**PROBLEM TO WORK ON:** Write each line out exactly, leaving none out.

**MATERIAL SHOWN:**
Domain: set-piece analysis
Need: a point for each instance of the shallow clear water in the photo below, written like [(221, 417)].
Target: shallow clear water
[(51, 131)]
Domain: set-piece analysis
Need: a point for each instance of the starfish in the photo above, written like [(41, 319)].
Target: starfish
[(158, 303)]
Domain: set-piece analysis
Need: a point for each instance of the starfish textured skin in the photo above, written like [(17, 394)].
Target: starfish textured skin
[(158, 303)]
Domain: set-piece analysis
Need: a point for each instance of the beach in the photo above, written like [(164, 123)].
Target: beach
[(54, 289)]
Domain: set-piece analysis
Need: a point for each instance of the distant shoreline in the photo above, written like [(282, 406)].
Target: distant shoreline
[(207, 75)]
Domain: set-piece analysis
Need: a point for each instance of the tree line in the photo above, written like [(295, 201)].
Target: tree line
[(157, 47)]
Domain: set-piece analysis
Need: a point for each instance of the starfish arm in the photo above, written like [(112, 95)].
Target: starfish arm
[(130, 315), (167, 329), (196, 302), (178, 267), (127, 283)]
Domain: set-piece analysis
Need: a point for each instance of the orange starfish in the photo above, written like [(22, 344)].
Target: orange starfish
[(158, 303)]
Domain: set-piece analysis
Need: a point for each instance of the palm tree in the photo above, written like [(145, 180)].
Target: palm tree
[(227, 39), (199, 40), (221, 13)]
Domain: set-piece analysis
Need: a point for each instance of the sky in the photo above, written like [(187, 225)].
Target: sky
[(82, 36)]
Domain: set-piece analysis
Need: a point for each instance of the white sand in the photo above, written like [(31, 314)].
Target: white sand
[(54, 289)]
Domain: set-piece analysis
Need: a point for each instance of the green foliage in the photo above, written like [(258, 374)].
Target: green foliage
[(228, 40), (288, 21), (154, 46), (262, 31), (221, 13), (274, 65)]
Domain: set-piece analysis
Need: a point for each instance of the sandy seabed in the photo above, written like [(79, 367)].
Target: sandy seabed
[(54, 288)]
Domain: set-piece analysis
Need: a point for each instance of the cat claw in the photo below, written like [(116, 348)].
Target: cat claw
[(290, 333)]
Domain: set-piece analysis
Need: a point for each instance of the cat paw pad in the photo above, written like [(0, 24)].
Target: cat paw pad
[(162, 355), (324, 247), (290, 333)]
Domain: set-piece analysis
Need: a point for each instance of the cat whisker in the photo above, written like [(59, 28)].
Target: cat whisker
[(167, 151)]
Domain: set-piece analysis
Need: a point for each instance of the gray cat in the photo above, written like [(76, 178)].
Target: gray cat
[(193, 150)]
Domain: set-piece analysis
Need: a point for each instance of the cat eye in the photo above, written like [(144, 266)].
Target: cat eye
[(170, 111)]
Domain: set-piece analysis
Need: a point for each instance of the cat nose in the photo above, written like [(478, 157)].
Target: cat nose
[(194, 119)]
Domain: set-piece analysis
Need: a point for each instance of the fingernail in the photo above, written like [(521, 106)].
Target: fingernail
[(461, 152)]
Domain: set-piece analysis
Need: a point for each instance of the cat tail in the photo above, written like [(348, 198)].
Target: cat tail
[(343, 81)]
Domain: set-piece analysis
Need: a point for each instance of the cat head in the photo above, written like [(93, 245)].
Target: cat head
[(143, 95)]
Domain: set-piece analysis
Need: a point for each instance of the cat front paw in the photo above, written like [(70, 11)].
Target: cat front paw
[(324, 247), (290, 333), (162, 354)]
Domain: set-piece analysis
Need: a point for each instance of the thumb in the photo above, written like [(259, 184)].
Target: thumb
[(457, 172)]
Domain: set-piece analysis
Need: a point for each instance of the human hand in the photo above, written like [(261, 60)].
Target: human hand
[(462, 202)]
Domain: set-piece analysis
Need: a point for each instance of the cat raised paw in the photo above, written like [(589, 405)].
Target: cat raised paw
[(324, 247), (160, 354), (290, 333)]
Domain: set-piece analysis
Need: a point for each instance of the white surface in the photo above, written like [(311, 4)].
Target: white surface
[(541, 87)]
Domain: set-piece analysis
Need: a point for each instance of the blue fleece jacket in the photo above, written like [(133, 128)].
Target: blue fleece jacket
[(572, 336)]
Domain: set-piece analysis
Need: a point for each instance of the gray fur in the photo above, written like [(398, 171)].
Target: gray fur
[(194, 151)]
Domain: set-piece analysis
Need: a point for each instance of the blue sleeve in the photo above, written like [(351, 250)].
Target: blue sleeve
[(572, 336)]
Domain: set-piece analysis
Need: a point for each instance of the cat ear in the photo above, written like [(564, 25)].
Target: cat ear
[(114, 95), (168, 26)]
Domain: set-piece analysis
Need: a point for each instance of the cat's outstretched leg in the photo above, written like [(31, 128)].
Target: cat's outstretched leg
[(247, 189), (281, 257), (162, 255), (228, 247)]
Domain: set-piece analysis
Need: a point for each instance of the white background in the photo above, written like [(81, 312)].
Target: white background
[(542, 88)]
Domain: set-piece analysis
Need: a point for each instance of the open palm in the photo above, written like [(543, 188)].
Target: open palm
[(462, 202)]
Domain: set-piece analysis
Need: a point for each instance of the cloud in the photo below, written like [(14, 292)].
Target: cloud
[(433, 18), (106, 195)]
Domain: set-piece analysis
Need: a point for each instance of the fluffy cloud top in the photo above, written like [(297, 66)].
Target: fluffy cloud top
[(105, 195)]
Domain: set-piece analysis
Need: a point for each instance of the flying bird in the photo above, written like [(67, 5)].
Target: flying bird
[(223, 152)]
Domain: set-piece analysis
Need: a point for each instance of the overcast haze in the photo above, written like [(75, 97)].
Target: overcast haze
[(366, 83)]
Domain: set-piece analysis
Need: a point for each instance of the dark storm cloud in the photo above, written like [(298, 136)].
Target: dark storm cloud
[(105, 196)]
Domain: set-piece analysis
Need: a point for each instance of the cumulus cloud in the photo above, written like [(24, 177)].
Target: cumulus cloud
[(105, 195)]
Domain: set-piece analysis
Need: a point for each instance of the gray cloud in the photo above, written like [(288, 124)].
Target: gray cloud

**THE RESPONSE:**
Domain: set-piece analysis
Need: a point for each instance of the shallow clear water in the photo below, written like [(221, 417)].
Target: shallow clear water
[(51, 131)]
Domain: set-piece analysis
Need: a point for each instance of the starfish in the photo above, written like [(41, 319)].
Target: starfish
[(158, 303)]
Domain: set-piece analysis
Need: a point for each instance of the starfish textured skin in the photo above, written like [(17, 394)].
Target: starfish textured skin
[(158, 303)]
Domain: set-piece analysis
Need: a point for each instance of the beach in the photo above, written like [(164, 123)].
Target: beach
[(54, 289)]
Domain: set-piece analysis
Need: a point for each instance of the distant shoreline in the photo above, written like [(282, 406)].
Target: distant shoreline
[(207, 75)]
Domain: set-piece analysis
Need: a point for each instance of the tree line in the photo above, written like [(295, 201)].
Target: tree line
[(157, 47)]
Domain: set-piece analysis
Need: a point for each instance of the starfish arm in the photo above, written like [(112, 95)].
Target: starfish arm
[(130, 315), (167, 329), (196, 302), (178, 267), (127, 283)]
Domain: set-piece analysis
Need: a point for each instance of the orange starfish in the photo above, written like [(22, 344)].
Target: orange starfish
[(158, 303)]
Domain: set-piece analysis
Need: a point for each instance of the palm tree in the photo above, written like [(145, 180)].
Target: palm tree
[(227, 39), (199, 40), (221, 13)]
Domain: set-piece analysis
Need: a point for each instance of the sky in the photo above, written like [(187, 225)].
Target: sky
[(82, 36)]
Domain: set-piece analysis
Need: a point for each instance of the white sand in the photo above, written like [(31, 314)].
Target: white sand
[(54, 289)]
Domain: set-piece analysis
Need: a point for each instance of the green foliage in the photo above, written like [(258, 374)].
Target: green foliage
[(228, 40), (288, 21), (154, 46), (262, 31), (221, 13), (274, 65)]
Domain: set-piece analysis
Need: a point for each instance of the sandy seabed in the photo above, written like [(79, 367)].
Target: sandy seabed
[(54, 288)]
Domain: set-piece analysis
Need: a point for each instance of the cat claw in the photo below, written like [(116, 348)].
Target: cat claw
[(290, 333)]
Domain: set-piece analysis
Need: a point for each instance of the cat paw pad in the photo above, written like [(0, 24)].
Target: cat paw pad
[(162, 355), (324, 247), (290, 333)]
Domain: set-piece analysis
Need: a point for each instance of the cat whisker in the photo above, written like [(59, 28)].
Target: cat whisker
[(167, 151)]
Domain: set-piece analysis
Need: a point for each instance of the gray cat in the photo above, written like [(76, 178)].
Target: gray cat
[(193, 150)]
Domain: set-piece analysis
Need: a point for each instance of the cat eye in the photo above, written like [(144, 266)].
Target: cat eye
[(170, 111)]
Domain: set-piece analysis
Need: a point for each instance of the cat nose in the photo above, written like [(478, 157)].
Target: cat nose
[(194, 119)]
Domain: set-piece analysis
Need: a point for each instance of the fingernail in the photo above, written like [(521, 106)].
Target: fingernail
[(461, 152)]
Domain: set-piece analysis
Need: a point for each instance of the cat tail in the photo above, written like [(348, 198)].
Target: cat tail
[(343, 81)]
Domain: set-piece analysis
Need: a point for each instance of the cat head in the photo above, written like [(93, 245)].
Target: cat head
[(143, 95)]
Domain: set-piece analysis
Need: a point for each instance of the cat front paw in the photo above, written like [(70, 11)].
Target: cat front paw
[(324, 247), (290, 333), (162, 354)]
Domain: set-piece analysis
Need: a point for each instance of the thumb in the photo above, written like [(259, 184)].
Target: thumb
[(457, 172)]
Domain: set-piece analysis
Need: a point for each instance of the human hand in the photo above, written like [(261, 60)].
Target: human hand
[(462, 202)]
Domain: set-piece analysis
Need: a point for each instance of the cat raised paw in the photo above, written like [(589, 405)].
Target: cat raised paw
[(324, 247), (160, 354), (290, 333)]
Domain: set-piece analysis
Need: a point for each instance of the white surface in the photo above, written like [(311, 4)].
Target: white surface
[(541, 87)]
Domain: set-piece analysis
Need: a point for each instance of the blue fleece jacket in the photo above, written like [(133, 128)].
Target: blue fleece jacket
[(572, 336)]
Domain: set-piece analysis
Need: a point for each instance of the gray fur in the photo above, written like [(398, 171)].
Target: gray fur
[(194, 151)]
Domain: set-piece analysis
Need: a point for each instance of the blue sleeve in the photo above, written like [(351, 250)].
Target: blue sleeve
[(572, 336)]
Domain: set-piece analysis
Need: a point for each instance of the cat ear in the photo above, written like [(564, 25)].
Target: cat ear
[(114, 95), (168, 26)]
Domain: set-piece analysis
Need: a point for each instance of the cat's outstretched leg in the photo above, written like [(31, 128)].
Target: cat's outstretched leg
[(247, 189), (281, 257), (162, 255), (228, 247)]
Domain: set-piece analysis
Need: a point for each instance of the white background in the photo above, written like [(81, 312)].
Target: white background
[(542, 88)]
Domain: set-piece analysis
Need: a point for each instance of the open palm in the photo above, written like [(543, 188)].
Target: open palm
[(462, 202)]
Domain: set-piece analysis
Need: a point for each instance of the cloud in the photo below, written like [(14, 292)].
Target: cloud
[(433, 18), (106, 195)]
Domain: set-piece analysis
Need: a point for each instance of the fluffy cloud top in the photo above, written like [(297, 66)].
Target: fluffy cloud top
[(105, 195)]
Domain: set-piece analysis
Need: a point for each instance of the flying bird in the photo above, written like [(67, 5)].
Target: flying bird
[(223, 152)]
Domain: set-piece analysis
Need: a point for each instance of the overcast haze in the photo above, written like [(75, 97)].
Target: overcast haze
[(366, 83)]
Domain: set-piece analysis
Need: a point for each instance of the dark storm cloud in the photo above, written like [(298, 136)].
Target: dark storm cloud
[(105, 196)]
Domain: set-piece analysis
Need: a point for each instance of the cumulus cloud in the photo above, written like [(24, 177)].
Target: cumulus cloud
[(105, 195)]
Domain: set-piece analysis
Need: a point for each instance of the gray cloud in the photo above, written like [(288, 124)].
Target: gray cloud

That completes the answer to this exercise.